_Desafio 1_. Liste todas as referências a versículos bíblicos que aparecem no trecho sobre a parábola, mais abaixo.
_Desafio 2_. Reescreva o trecho sobre a parábola de "(vv. 24.27). Ele" até "(cf. Lc 14,12-14).", trocando "familiares" por "parentes".

Como a parábola tem uma
função didática muito forte, Jesus acaba usando uma linguagem até apocalíptica,
ao aplicar as imagens do destino final dos dois personagens, embora não seja
sua intenção descrever as realidades futuras, ou seja, mostrar o céu e o
inferno, como muitos pregadores têm, equivocadamente, interpretado. Ao dirigir-se
aos fariseus, Jesus usa uma linguagem acessível a eles, como de fato
acreditavam em categorias como prêmio para os bons e castigos para os maus. Realmente,
era muito comum nas pregações dos fariseus a advertência com estas categorias.
Jesus aplica-as, mas de modo inverso, contradizendo-os, ao apresentar os pobres
como beneficiários das consolações eternas.
Fala-se, pois da morte dos
dois homens. Interessante perceber a religiosidade do homem rico: “Pai Abraão”
(vv. 24.27). Ele era, portanto, um bom fariseu, reconhecia, como todo bom judeu
da época, a paternidade de Abraão, o pai na fé de todo o povo eleito. As respostas
de Abraão reforçam as consequências do abismo construído pela indiferença do
rico ainda em vida. Ao dar a sua causa por perdida, o homem pensa, embora
tarde, nos seus familiares (vv. 27-28). Mais uma vez, só reforça sua
mentalidade mesquinha e egoísta, pois pensa em si e no máximo, em seus
familiares. Não pensa nos outros, na coletividade, mas apenas no seu pequeno
mundo, naqueles que com ele se banqueteavam. E, recordamos que Jesus já tinha,
outra parábola, advertido sobre os critérios utilizados para a escolha dos
convidados nos banquetes (cf. Lc 14,12-14).

_Itens listados_.

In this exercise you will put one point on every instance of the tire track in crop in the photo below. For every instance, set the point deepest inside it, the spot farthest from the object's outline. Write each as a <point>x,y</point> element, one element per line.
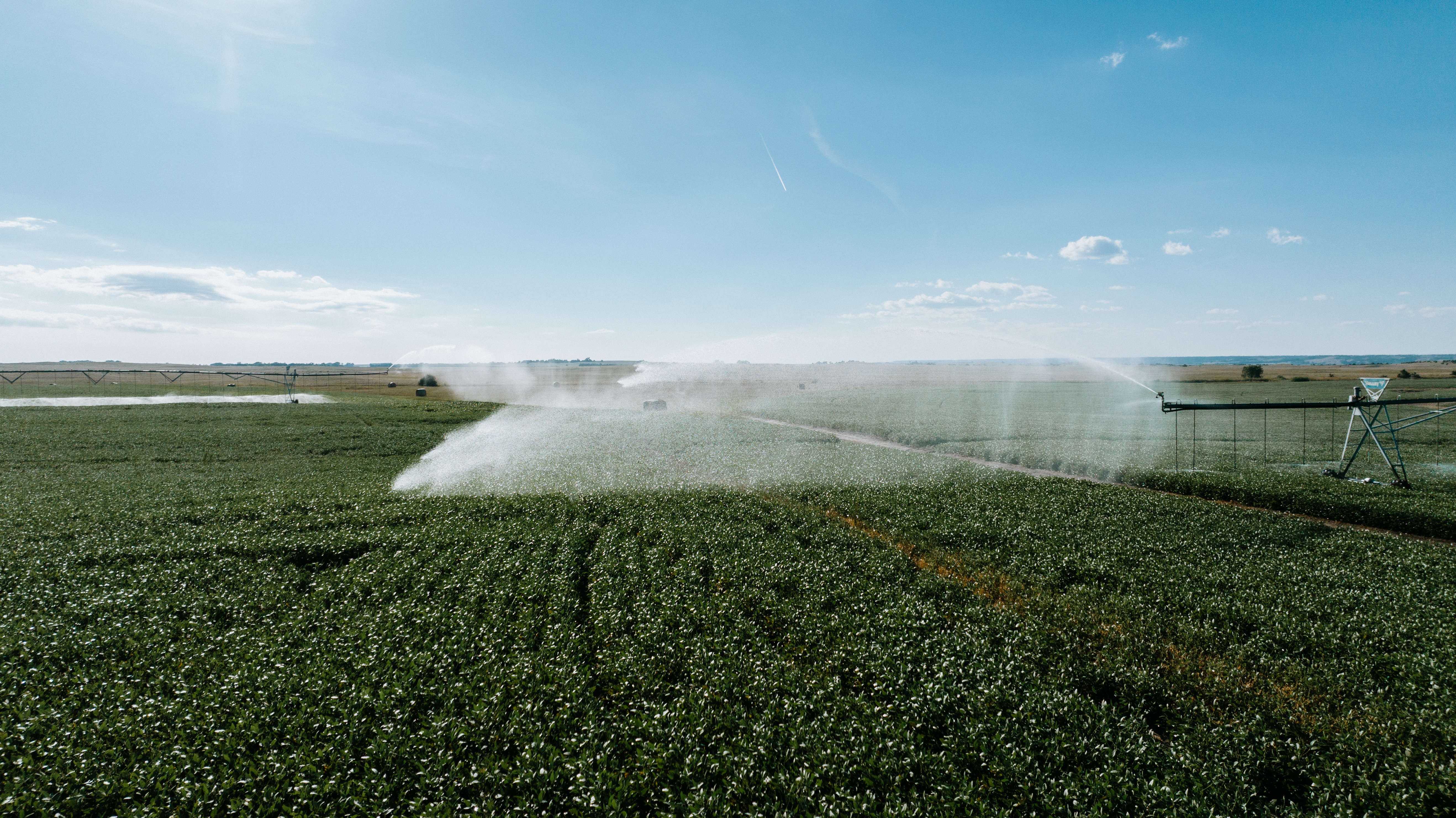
<point>1190,673</point>
<point>873,440</point>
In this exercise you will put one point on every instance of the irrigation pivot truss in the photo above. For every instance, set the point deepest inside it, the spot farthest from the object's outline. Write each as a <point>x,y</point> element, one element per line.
<point>1366,407</point>
<point>287,379</point>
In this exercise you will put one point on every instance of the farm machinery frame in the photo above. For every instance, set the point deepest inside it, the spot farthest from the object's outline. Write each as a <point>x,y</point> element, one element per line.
<point>1369,418</point>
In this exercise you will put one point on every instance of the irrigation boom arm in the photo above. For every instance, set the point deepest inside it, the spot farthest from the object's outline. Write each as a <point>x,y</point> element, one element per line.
<point>1181,407</point>
<point>1366,405</point>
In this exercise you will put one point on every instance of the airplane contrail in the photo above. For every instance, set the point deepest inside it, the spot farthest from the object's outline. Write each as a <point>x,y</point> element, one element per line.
<point>774,163</point>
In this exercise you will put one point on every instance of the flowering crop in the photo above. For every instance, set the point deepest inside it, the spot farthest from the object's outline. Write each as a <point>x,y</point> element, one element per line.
<point>225,609</point>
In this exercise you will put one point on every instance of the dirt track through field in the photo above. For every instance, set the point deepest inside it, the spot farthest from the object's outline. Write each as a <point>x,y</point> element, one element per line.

_Resposta correta 1_.
vv. 24.27
vv. 27-28
Lc 14,12-14

_Resposta correta 2_.
(vv. 24.27). Ele era, portanto, um bom fariseu, reconhecia, como todo bom judeu
da época, a paternidade de Abraão, o pai na fé de todo o povo eleito. As respostas
de Abraão reforçam as consequências do abismo construído pela indiferença do
rico ainda em vida. Ao dar a sua causa por perdida, o homem pensa, embora
tarde, nos seus parentes (vv. 27-28). Mais uma vez, só reforça sua
mentalidade mesquinha e egoísta, pois pensa em si e no máximo, em seus
parentes. Não pensa nos outros, na coletividade, mas apenas no seu pequeno
mundo, naqueles que com ele se banqueteavam. E, recordamos que Jesus já tinha,
outra parábola, advertido sobre os critérios utilizados para a escolha dos
convidados nos banquetes (cf. Lc 14,12-14).